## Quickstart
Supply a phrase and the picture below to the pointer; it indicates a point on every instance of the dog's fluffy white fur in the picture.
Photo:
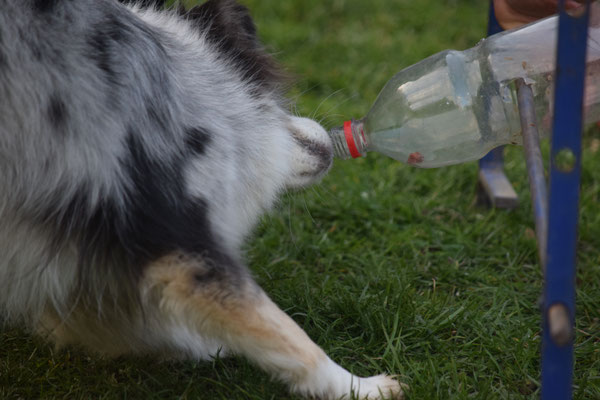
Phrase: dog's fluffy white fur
(138, 147)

============

* _Your objective_:
Return the listing above word for word, leaving out any pictures.

* _Reply_:
## Quickstart
Supply a phrase and the picture below to the pointer; it indicates a point on every instance of the dog's fluffy white fur in the picture.
Photo:
Phrase: dog's fluffy white fur
(138, 147)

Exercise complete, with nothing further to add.